Count the lines in the rows below that contain the string "patch", treating uppercase and lowercase letters as distinct. Reply with the number alone.

* start *

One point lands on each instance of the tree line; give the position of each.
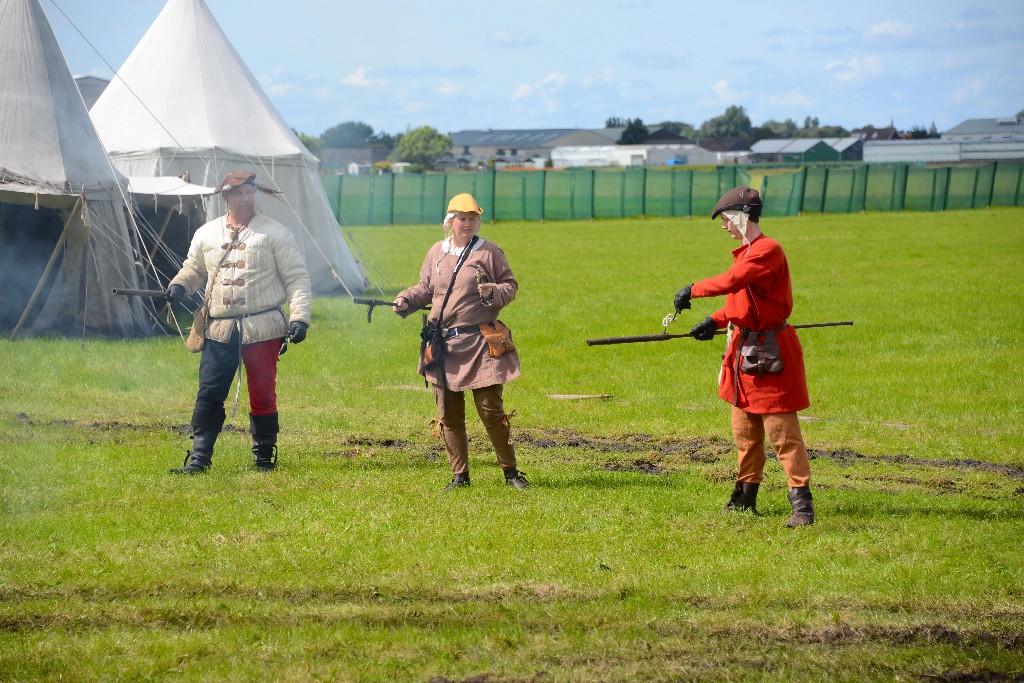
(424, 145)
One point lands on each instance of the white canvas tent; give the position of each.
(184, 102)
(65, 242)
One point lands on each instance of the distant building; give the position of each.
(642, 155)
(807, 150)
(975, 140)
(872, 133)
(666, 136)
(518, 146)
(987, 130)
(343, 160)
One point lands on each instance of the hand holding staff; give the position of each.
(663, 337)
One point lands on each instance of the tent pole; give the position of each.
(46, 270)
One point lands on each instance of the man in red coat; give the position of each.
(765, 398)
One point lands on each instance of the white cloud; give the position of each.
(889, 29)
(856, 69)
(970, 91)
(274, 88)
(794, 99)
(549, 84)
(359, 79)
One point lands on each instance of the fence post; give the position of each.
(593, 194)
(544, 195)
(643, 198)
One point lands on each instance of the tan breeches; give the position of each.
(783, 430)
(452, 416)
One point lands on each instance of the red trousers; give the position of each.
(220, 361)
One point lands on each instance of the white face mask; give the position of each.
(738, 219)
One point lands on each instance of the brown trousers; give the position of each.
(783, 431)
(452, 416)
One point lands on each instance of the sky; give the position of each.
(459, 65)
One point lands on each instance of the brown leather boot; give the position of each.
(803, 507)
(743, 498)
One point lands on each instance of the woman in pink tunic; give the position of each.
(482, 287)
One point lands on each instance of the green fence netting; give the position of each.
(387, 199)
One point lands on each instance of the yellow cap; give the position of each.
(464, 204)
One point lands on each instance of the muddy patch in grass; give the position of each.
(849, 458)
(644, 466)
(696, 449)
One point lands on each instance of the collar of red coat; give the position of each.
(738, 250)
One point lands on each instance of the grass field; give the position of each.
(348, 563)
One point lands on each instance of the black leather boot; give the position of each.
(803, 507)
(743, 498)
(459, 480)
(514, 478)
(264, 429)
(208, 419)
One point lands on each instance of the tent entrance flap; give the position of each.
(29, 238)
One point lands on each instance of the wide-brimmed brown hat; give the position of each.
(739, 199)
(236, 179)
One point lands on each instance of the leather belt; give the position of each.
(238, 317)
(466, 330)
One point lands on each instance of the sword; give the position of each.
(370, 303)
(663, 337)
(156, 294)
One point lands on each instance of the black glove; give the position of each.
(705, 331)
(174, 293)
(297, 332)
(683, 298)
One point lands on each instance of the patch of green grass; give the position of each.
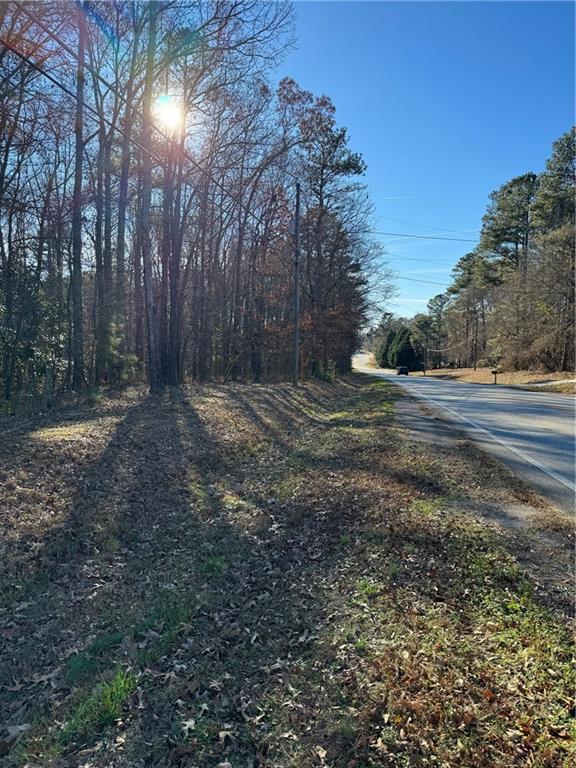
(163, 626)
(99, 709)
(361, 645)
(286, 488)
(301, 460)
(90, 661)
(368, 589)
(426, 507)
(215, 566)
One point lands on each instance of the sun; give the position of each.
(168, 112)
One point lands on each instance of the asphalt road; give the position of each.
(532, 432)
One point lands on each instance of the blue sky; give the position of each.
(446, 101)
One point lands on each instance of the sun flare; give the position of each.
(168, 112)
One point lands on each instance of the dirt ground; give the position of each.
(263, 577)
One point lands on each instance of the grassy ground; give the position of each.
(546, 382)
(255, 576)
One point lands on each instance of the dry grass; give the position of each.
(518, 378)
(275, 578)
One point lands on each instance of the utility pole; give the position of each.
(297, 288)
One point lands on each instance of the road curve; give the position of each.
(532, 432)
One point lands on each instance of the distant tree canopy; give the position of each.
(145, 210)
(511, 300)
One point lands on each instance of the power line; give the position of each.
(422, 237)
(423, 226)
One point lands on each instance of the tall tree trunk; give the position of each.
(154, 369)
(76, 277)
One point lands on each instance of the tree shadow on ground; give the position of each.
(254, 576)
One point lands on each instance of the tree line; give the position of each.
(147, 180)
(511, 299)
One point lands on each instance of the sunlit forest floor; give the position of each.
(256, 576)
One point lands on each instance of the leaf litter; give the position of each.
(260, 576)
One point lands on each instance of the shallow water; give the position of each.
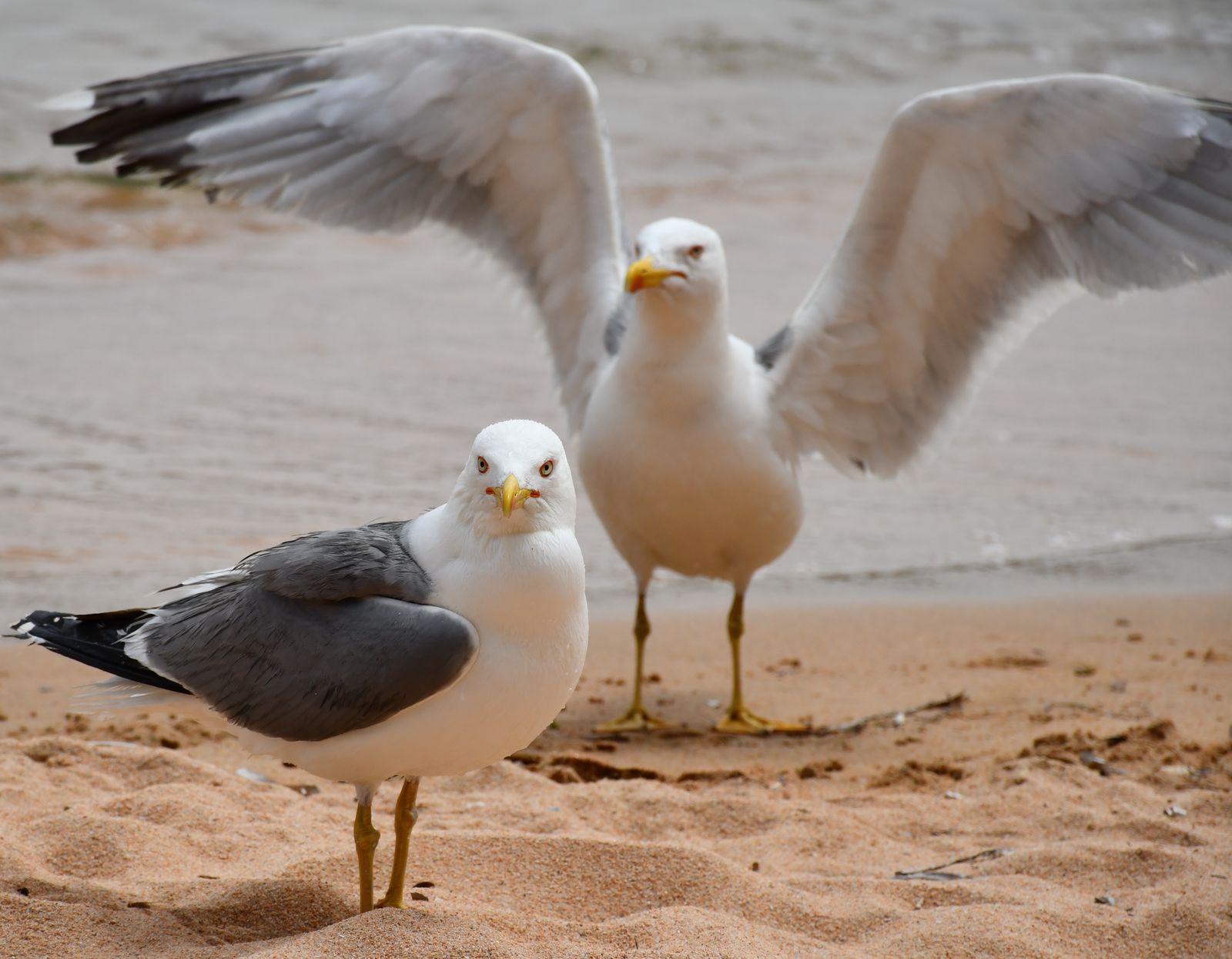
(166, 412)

* end *
* start *

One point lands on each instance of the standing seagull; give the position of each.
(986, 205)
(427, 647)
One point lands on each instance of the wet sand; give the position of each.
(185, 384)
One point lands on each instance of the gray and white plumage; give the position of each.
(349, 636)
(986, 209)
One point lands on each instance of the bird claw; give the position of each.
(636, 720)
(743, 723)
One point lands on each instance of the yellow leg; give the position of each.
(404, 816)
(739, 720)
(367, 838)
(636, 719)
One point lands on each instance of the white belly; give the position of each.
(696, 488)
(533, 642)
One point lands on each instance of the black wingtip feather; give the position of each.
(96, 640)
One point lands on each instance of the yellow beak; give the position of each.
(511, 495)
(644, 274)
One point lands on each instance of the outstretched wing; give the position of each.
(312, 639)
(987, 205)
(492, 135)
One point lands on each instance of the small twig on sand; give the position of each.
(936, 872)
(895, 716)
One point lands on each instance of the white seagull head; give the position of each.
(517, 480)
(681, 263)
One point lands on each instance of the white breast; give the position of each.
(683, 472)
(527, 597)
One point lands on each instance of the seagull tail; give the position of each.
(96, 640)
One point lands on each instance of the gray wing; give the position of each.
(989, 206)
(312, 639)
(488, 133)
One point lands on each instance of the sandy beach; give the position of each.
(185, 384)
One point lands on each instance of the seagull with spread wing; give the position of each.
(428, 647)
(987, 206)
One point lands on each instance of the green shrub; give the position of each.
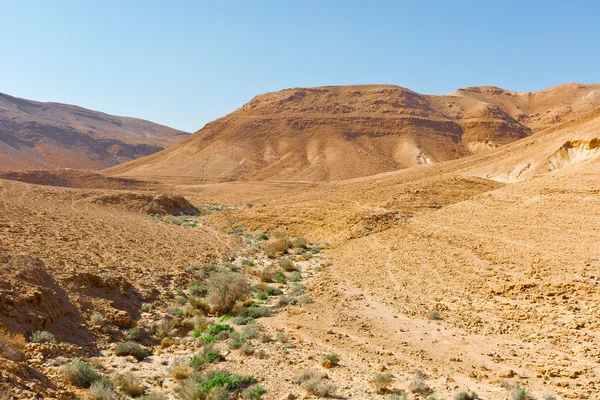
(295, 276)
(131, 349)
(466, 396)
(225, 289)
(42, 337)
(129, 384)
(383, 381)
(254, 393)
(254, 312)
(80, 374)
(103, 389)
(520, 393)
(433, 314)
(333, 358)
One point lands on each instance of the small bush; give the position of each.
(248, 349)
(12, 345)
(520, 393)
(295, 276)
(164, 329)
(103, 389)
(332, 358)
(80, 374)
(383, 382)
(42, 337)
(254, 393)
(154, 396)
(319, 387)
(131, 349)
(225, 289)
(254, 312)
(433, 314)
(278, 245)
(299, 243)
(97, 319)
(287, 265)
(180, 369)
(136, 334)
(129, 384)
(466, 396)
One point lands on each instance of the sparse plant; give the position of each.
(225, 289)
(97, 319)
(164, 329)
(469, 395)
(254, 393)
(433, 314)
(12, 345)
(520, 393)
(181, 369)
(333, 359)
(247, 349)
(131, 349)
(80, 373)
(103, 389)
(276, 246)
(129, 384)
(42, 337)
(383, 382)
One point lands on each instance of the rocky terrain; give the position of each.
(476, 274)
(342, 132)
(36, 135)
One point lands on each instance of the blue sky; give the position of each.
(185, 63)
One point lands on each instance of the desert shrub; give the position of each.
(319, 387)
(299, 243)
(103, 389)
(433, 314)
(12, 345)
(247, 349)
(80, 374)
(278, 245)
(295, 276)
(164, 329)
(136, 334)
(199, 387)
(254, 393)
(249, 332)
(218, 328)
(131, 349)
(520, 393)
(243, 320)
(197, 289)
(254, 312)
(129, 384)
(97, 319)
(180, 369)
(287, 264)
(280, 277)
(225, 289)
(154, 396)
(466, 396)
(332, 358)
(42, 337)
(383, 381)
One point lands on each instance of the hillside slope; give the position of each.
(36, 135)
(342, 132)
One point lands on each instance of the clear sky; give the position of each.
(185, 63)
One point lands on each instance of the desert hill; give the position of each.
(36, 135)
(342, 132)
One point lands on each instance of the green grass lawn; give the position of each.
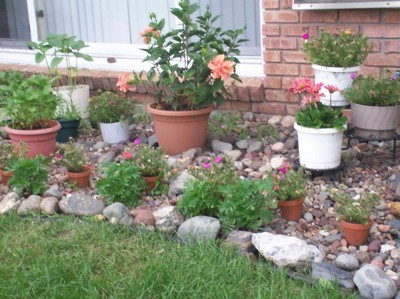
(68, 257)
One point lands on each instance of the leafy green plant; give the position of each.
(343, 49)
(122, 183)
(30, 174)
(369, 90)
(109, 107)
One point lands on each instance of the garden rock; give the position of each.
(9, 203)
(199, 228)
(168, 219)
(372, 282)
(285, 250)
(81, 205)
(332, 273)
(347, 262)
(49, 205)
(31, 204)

* end *

[ANSWER] 2